### EXERCISE DETAILS
Print out each entry below exactly, please.

### EXTRACTED INFORMATION
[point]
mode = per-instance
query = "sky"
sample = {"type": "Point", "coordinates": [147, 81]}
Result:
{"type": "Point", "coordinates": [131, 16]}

### COMPLETED EXERCISE
[point]
mode = per-instance
query = "sky"
sample = {"type": "Point", "coordinates": [147, 81]}
Result:
{"type": "Point", "coordinates": [131, 16]}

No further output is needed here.